Give every line from the start of the rows below through the line holding "x=222 y=134", inclusive, as a numbered list with blank lines dropped. Leave the pictures out.

▶ SOURCE MATERIAL
* * * * * * *
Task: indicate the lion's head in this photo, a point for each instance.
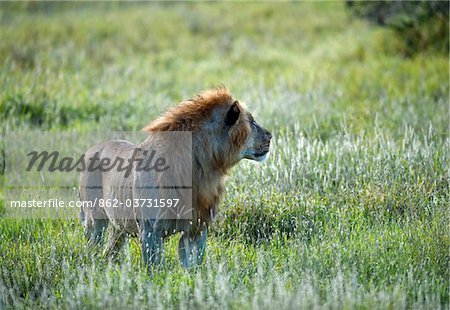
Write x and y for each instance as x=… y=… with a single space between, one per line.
x=223 y=132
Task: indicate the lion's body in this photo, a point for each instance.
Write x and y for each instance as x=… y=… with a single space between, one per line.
x=222 y=134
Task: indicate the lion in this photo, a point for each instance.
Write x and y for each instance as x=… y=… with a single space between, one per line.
x=223 y=133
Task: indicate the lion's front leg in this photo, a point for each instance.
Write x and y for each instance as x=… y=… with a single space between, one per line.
x=152 y=244
x=191 y=248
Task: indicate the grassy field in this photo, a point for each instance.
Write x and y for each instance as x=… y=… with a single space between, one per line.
x=351 y=209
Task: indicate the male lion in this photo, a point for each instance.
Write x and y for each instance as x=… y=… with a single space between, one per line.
x=223 y=133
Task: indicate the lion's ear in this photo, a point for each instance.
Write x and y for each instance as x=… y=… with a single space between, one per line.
x=233 y=114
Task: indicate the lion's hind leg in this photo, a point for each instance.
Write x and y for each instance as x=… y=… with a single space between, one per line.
x=94 y=229
x=191 y=248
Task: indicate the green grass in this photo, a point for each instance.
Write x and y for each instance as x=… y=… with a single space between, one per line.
x=351 y=209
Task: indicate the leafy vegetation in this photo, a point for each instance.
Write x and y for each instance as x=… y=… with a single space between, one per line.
x=350 y=210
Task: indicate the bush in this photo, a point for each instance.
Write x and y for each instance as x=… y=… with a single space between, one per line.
x=423 y=25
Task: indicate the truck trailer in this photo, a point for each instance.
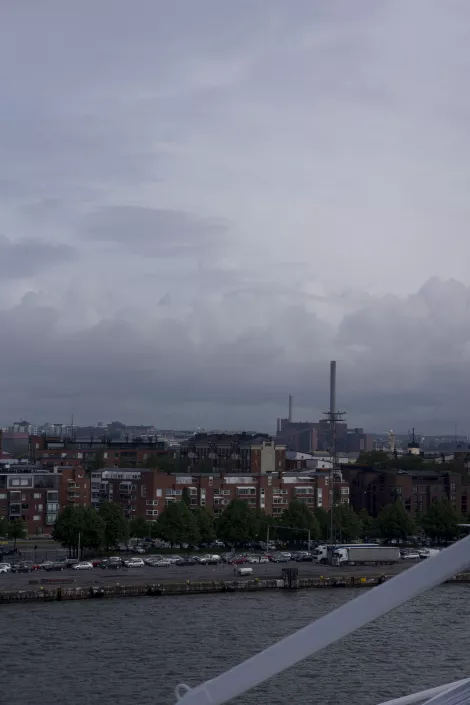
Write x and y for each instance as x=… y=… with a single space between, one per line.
x=365 y=555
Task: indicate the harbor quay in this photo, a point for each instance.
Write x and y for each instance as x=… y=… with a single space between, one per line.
x=66 y=588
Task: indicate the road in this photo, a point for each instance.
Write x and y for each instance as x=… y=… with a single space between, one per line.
x=98 y=576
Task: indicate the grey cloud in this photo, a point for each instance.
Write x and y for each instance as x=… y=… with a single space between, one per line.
x=318 y=133
x=399 y=364
x=154 y=232
x=27 y=257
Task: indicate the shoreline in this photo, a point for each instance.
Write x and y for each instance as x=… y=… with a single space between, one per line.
x=61 y=590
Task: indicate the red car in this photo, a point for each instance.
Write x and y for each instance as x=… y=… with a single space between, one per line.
x=237 y=560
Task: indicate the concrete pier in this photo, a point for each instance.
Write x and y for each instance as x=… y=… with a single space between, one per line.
x=35 y=592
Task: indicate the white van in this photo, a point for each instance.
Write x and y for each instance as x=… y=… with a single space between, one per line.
x=244 y=570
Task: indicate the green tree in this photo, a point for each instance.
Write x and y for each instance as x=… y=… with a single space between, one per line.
x=441 y=521
x=116 y=526
x=237 y=523
x=205 y=524
x=139 y=528
x=394 y=522
x=79 y=526
x=298 y=516
x=178 y=524
x=346 y=522
x=3 y=526
x=16 y=529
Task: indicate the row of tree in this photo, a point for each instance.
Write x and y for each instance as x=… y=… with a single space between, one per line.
x=239 y=523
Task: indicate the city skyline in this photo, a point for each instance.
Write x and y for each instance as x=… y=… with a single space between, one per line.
x=200 y=209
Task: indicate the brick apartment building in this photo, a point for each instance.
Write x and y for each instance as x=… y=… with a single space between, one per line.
x=373 y=489
x=146 y=493
x=51 y=451
x=238 y=452
x=36 y=495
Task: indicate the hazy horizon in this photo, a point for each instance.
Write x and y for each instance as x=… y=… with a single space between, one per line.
x=204 y=203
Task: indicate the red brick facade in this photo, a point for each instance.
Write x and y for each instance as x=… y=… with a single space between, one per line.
x=146 y=493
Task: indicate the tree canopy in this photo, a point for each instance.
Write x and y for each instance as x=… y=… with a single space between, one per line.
x=79 y=521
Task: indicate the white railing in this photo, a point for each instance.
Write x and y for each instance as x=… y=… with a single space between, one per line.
x=336 y=625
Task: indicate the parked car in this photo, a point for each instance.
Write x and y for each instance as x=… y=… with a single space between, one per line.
x=307 y=557
x=112 y=563
x=237 y=560
x=280 y=558
x=185 y=562
x=24 y=567
x=244 y=570
x=70 y=562
x=55 y=566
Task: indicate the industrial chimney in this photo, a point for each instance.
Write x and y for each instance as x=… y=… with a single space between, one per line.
x=332 y=388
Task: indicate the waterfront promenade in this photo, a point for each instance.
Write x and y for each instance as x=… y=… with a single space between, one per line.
x=147 y=574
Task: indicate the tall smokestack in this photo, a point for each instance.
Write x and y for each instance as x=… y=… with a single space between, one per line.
x=333 y=387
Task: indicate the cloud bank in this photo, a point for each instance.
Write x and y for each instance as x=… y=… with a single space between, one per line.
x=201 y=205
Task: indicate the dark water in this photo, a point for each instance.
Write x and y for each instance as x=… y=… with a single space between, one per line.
x=137 y=651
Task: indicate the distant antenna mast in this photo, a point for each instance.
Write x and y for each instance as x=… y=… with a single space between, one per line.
x=333 y=417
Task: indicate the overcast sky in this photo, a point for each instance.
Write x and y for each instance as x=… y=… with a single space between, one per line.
x=202 y=203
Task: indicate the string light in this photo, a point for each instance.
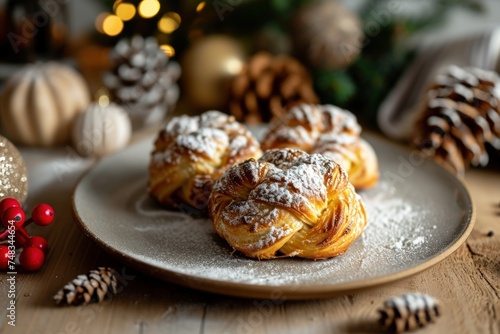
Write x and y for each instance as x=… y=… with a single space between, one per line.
x=148 y=8
x=168 y=49
x=169 y=22
x=112 y=25
x=200 y=6
x=125 y=11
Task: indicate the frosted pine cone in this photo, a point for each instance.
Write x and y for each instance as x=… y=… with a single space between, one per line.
x=408 y=312
x=142 y=79
x=267 y=86
x=327 y=34
x=93 y=287
x=461 y=114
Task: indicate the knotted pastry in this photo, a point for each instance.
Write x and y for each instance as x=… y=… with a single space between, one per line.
x=192 y=152
x=287 y=203
x=328 y=130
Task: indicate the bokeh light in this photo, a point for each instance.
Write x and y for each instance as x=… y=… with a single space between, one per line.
x=168 y=49
x=169 y=22
x=99 y=20
x=125 y=11
x=148 y=8
x=112 y=25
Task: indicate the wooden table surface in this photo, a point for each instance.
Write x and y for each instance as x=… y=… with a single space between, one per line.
x=467 y=283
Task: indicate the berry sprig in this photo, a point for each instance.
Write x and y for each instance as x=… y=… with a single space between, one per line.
x=15 y=235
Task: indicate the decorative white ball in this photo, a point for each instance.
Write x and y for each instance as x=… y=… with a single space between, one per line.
x=101 y=130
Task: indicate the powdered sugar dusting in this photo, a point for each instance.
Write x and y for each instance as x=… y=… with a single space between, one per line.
x=411 y=219
x=291 y=187
x=274 y=235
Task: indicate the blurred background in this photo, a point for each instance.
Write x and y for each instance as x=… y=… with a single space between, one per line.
x=354 y=51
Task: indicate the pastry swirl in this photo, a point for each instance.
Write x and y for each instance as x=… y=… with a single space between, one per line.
x=287 y=203
x=328 y=130
x=190 y=153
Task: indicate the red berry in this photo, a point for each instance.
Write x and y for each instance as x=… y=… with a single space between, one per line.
x=38 y=242
x=20 y=239
x=42 y=214
x=8 y=202
x=14 y=215
x=31 y=258
x=4 y=257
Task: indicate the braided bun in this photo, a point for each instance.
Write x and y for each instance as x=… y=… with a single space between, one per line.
x=190 y=153
x=288 y=202
x=328 y=130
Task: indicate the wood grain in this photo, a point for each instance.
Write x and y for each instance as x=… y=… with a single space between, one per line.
x=467 y=283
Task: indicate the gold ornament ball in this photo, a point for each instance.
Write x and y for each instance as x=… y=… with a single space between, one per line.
x=13 y=176
x=327 y=34
x=208 y=67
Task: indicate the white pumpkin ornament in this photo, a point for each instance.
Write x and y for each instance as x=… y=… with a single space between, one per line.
x=39 y=103
x=101 y=130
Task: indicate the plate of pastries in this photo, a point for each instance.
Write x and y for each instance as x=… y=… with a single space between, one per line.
x=304 y=207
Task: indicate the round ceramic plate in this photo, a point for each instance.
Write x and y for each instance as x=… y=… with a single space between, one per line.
x=418 y=214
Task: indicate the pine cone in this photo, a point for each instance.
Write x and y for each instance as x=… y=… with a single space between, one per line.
x=460 y=116
x=142 y=79
x=267 y=86
x=408 y=312
x=93 y=287
x=327 y=34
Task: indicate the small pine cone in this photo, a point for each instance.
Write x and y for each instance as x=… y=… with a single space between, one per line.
x=142 y=79
x=327 y=34
x=93 y=287
x=408 y=312
x=461 y=114
x=267 y=86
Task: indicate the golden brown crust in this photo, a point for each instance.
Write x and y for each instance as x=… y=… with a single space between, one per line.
x=328 y=130
x=287 y=203
x=192 y=152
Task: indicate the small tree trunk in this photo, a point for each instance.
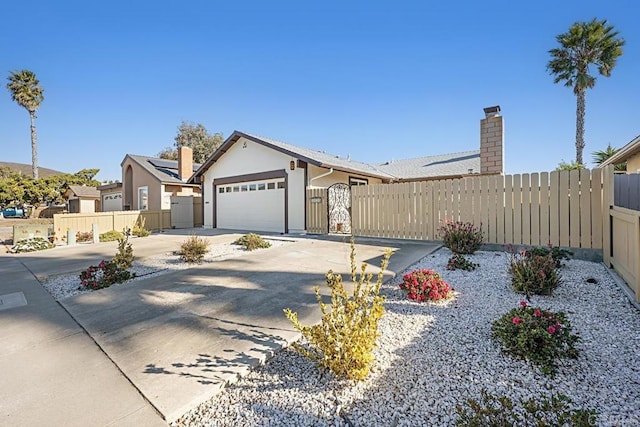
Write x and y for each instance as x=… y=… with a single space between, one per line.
x=580 y=109
x=34 y=145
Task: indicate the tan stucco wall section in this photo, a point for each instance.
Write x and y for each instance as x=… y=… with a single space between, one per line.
x=333 y=178
x=142 y=178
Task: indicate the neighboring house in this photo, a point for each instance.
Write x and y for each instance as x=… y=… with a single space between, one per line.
x=630 y=153
x=111 y=197
x=256 y=183
x=149 y=182
x=82 y=199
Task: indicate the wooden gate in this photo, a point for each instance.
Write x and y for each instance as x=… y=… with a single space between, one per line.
x=317 y=209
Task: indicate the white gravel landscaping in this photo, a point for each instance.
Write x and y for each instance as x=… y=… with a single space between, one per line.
x=432 y=356
x=68 y=285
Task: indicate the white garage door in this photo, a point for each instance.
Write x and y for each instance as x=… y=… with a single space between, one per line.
x=254 y=206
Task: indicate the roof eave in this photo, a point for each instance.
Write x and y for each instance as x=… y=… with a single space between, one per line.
x=625 y=152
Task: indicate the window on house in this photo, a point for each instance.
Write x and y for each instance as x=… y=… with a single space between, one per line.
x=358 y=181
x=143 y=198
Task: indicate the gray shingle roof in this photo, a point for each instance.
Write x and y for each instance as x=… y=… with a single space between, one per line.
x=84 y=191
x=327 y=160
x=442 y=165
x=445 y=165
x=166 y=171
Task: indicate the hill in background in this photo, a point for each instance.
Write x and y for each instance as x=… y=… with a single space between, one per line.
x=26 y=169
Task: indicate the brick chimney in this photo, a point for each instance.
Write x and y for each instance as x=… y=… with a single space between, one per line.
x=492 y=142
x=185 y=163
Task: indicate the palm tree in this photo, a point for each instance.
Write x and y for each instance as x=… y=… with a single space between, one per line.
x=585 y=44
x=26 y=91
x=601 y=155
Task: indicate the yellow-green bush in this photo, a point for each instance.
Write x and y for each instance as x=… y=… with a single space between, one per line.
x=252 y=242
x=344 y=340
x=194 y=249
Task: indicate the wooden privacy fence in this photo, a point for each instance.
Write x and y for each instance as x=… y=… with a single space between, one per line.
x=624 y=253
x=563 y=208
x=107 y=221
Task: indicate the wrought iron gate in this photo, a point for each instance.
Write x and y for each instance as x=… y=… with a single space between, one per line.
x=339 y=205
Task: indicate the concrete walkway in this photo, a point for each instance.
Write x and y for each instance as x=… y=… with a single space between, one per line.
x=53 y=373
x=182 y=336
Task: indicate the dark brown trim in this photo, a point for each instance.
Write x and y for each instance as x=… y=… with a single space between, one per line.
x=304 y=195
x=357 y=177
x=281 y=173
x=286 y=203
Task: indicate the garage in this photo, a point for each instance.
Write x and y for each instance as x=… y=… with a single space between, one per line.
x=257 y=205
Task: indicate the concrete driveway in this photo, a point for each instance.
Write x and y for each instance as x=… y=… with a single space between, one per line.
x=180 y=337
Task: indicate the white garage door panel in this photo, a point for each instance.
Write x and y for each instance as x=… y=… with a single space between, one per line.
x=260 y=210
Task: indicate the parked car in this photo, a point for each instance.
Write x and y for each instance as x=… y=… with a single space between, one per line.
x=13 y=212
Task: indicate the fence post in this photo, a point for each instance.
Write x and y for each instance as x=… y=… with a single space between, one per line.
x=607 y=202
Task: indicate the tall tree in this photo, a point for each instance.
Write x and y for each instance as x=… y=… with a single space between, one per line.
x=198 y=138
x=601 y=155
x=26 y=91
x=593 y=43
* * * * * * *
▶ THE OUTPUT
1. Task: indicate the lion's head in this photo, a point for each instance.
2. Write x and y for each instance as x=… y=… with a single space between, one per line.
3. x=223 y=132
4. Task: indicate the lion's body in this photo, a point for each instance.
5. Write x and y for each instance as x=… y=… with a single space between, one per line.
6. x=222 y=134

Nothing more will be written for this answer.